Provided passage:
Hi All,
pls find the eventual RCA from Microsoft below re the last major incident (on 22nd Feb AKS became unstable due to underlying VMSS Azure hosting side maintenance/updates). This is a “safety net” statement from MS that we could present or at least hint at to customers, in case anybody had any fallout from that incident.
Regards,
Peter
From: Aminat A
Sent: Friday, March 1, 2024 14:05
To: support@mail.support.microsoft.com; Péter Králl ; supportmail@microsoft.com
Cc: v-nokwerekwu@microsoft.com; v-cnwaudu@microsoft.com; v-amajagbe@microsoft.com; v-cnnoli@microsoft.com
Subject: RE: [EXTERNAL] RE: Case 2402220050002042 Your... - TrackingID#2402220050002042
Hello Péter,
I hope this email meets you well.
Below is an updated root cause for the issue raised.
Summary of impact: The physical host node where your VM is running had a networking stack update. This might result in a brief connectivity loss.
Resource Impact Start Time Impact End Time Impact Duration (Timespan)
aks-core-17988763-vmss_2 2024-02-22 08:59:04 UTC 2024-02-22 08:59:08 UTC 00:00:03.3140000
Root Cause: Azure performs updates to improve reliability, performance, and security of the VMs. Azure chooses the least impactful method, which might result in a brief connectivity loss. We are continuously working to improve and reduce impact of our updates, and we apologize for any inconvenience this may have caused you.
Mitigation: The update was completed however they might be some interruptions that requires you to reboot the system.

Request A: In the Azure incident email, what did the physical host node running the VM go through?
Request B: Write the next part of the Azure incident email, starting after its final line.

Extracted data:
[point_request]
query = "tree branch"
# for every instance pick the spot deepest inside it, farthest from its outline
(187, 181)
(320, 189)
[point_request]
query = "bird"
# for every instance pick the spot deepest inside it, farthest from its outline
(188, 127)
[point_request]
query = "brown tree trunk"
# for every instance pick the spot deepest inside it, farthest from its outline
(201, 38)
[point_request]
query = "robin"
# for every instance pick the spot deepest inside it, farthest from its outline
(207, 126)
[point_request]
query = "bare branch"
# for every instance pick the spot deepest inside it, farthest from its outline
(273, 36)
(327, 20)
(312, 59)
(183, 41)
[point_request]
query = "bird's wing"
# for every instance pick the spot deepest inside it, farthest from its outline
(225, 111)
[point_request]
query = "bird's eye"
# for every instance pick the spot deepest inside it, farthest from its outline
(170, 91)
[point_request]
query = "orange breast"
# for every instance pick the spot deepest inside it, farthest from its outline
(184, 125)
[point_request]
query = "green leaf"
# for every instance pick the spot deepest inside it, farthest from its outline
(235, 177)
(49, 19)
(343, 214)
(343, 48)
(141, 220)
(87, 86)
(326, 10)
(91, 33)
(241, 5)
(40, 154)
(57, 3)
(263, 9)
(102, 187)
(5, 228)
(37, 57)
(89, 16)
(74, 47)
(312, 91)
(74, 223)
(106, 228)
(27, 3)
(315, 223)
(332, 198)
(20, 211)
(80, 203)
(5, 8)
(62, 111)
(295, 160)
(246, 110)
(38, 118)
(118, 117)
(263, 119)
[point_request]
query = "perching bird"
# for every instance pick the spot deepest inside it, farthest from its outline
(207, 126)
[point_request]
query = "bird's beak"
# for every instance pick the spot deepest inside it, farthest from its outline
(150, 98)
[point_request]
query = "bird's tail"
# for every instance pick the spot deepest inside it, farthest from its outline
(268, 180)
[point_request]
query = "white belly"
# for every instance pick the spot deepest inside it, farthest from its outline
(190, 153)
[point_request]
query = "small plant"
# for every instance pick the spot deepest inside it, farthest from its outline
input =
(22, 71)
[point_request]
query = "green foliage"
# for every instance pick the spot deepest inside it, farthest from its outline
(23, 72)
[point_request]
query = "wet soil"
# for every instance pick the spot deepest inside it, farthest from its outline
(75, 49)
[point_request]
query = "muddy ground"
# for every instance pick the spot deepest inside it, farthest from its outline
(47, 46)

---

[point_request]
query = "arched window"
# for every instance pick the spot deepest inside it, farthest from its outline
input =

---

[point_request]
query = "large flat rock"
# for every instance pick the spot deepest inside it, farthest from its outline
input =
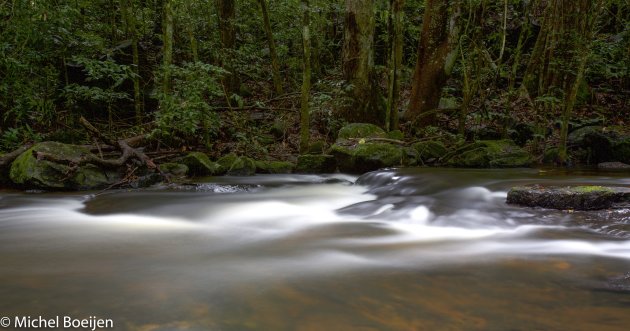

Expected output A: A networking stack update.

Expected output B:
===================================================================================
Apologies for any misunderstanding, we needed the confirmation from you. Upon, further investigation the reboots signature associated with the respective scale sets indicate that the reboot operation came from the node and not the user interaction. Hence the reason, we asked if the reboot operation was carried out by a user.
We apologize for the impact and how it has affected your environment. We are continuously taking steps to improve the Microsoft Azure Platform and our processes to help ensure such incidents do not occur in the future.
Please respond to this email to let me know if this provides enough clarification. Thank you for your continuous patience and cooperation. It is well appreciated!
Looking forward to hearing from you soon.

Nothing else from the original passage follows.